> **AIM OF THE EXERCISE**
Could you give back the lines from the very first one up to and including the line with "[0,0,280,147]", swapping "Examine" for "Inspect" and leaving everything else untouched, with no other lines?

> **SUPPLIED INFORMATION**
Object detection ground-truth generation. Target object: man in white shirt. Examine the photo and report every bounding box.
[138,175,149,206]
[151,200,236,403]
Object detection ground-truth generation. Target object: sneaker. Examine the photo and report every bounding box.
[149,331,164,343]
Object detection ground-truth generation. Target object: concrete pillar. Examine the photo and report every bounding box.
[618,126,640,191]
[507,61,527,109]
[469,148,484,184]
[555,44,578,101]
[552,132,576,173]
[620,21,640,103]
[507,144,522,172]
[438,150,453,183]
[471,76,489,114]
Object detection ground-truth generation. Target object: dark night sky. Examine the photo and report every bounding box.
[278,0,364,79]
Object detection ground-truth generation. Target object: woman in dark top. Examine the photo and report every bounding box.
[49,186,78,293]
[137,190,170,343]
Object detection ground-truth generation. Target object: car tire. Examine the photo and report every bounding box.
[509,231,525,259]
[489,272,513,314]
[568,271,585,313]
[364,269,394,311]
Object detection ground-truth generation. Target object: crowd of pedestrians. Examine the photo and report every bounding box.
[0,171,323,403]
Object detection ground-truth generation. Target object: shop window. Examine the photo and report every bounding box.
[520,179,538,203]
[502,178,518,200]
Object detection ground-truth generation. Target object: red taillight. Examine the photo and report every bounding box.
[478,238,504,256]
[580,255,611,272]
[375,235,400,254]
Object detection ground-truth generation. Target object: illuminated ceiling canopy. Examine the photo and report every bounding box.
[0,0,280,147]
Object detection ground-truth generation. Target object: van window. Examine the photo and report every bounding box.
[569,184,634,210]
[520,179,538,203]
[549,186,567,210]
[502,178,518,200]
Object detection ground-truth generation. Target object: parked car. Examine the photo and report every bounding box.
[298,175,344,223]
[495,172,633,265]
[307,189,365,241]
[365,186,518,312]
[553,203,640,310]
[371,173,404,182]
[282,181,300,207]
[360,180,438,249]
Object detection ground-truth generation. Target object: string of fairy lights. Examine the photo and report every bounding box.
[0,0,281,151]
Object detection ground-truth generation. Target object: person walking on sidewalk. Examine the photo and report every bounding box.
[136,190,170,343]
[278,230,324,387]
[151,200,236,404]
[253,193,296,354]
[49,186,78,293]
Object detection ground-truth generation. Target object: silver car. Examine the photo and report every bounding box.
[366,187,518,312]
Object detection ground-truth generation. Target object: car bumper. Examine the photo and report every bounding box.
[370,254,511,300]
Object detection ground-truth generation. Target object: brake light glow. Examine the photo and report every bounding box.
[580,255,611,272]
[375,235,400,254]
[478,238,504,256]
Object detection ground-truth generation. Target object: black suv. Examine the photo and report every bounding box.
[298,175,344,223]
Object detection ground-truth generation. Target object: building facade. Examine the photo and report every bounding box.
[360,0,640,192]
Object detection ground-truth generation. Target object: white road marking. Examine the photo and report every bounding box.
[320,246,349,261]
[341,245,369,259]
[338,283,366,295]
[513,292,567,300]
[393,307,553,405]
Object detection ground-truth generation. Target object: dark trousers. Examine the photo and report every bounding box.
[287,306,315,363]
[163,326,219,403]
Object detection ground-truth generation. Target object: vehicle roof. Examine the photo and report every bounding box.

> **EXERCISE OUTPUT**
Object detection ground-truth generation. Target object: man in white shirt. Inspect the photo and report every bounding box.
[138,175,149,206]
[151,200,236,403]
Object detection ground-truth generation. Target object: sneaker. Inspect the photo and report every bounding box.
[149,331,164,343]
Object detection ground-truth generation. Target object: concrete pillar. Inspect the photo and report every bounding box.
[618,126,640,191]
[507,61,527,109]
[469,148,484,184]
[555,44,578,101]
[552,132,576,173]
[620,21,640,103]
[507,144,522,172]
[438,150,453,183]
[471,76,489,114]
Object detection ground-truth generation. Target object: dark night sky. Inspect the photo and report every bounding box.
[278,0,364,79]
Object detection ground-truth generation. Target object: woman in dark top. Inspect the photo and report every bounding box.
[49,186,78,293]
[137,190,170,343]
Object detection ground-truth generation. Target object: car tire. Inspect the photo and report every bounding box.
[509,231,525,259]
[489,272,513,314]
[568,271,585,313]
[364,269,394,311]
Object detection ground-truth generation. Target object: crowd of pedestrians. Inspect the photo and report every bounding box.
[0,171,323,403]
Object detection ground-truth generation. Target object: shop window. Inspect the photo and report every bounding box.
[520,179,538,203]
[502,178,518,200]
Object detection ground-truth generation. Target object: red taillight. Inspect the photo and report every bounding box.
[478,238,504,256]
[580,255,611,272]
[375,235,400,254]
Object detection ground-truth generation. Target object: illuminated ceiling canopy. Inspect the photo and report every bounding box.
[0,0,280,147]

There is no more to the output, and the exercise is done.